--- START Rows ---

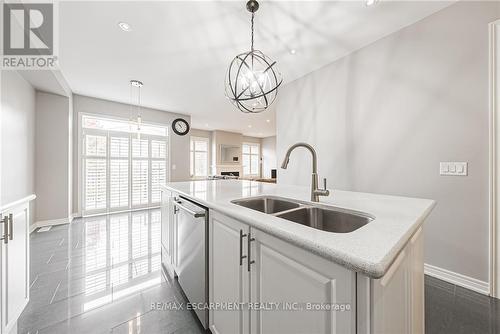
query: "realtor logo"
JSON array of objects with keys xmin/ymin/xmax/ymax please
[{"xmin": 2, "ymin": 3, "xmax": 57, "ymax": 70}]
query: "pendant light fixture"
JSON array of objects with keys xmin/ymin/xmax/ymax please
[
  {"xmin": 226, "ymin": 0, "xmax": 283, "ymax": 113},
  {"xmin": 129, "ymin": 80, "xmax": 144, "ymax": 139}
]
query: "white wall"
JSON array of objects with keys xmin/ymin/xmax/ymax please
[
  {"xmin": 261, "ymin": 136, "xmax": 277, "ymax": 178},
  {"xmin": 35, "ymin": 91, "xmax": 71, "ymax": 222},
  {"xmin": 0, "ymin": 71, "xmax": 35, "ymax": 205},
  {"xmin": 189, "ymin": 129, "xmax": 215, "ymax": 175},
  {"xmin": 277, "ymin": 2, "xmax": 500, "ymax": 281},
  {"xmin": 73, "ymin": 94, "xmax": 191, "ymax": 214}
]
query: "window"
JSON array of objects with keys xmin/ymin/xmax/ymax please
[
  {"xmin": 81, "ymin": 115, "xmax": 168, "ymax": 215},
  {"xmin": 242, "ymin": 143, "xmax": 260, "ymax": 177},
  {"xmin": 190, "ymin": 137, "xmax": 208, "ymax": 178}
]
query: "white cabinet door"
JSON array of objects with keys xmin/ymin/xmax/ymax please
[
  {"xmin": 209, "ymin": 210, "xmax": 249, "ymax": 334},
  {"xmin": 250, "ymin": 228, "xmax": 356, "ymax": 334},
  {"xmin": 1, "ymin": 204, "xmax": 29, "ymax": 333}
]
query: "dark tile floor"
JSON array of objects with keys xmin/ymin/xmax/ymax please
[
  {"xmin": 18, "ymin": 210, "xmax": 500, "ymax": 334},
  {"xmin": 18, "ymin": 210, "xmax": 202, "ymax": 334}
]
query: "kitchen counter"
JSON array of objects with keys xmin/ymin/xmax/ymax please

--- END Rows ---
--- START Rows ---

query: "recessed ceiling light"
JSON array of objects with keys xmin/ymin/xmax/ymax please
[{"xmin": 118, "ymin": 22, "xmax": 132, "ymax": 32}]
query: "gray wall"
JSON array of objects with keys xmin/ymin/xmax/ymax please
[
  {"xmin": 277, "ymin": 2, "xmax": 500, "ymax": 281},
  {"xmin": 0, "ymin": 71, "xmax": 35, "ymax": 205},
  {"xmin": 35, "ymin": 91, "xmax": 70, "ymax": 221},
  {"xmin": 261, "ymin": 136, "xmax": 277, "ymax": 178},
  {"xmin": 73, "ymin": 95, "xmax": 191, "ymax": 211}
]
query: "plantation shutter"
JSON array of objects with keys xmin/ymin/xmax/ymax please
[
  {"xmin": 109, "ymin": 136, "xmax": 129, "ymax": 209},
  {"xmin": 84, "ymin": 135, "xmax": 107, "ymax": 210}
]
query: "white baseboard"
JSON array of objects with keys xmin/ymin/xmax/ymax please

--- END Rows ---

* **What the task asks**
Return every line above that contains the string "white", treating uppercase and lowercase as distinct.

* **Solution to the exercise**
query: "white wall"
query: "white cabinet door"
query: "white baseboard"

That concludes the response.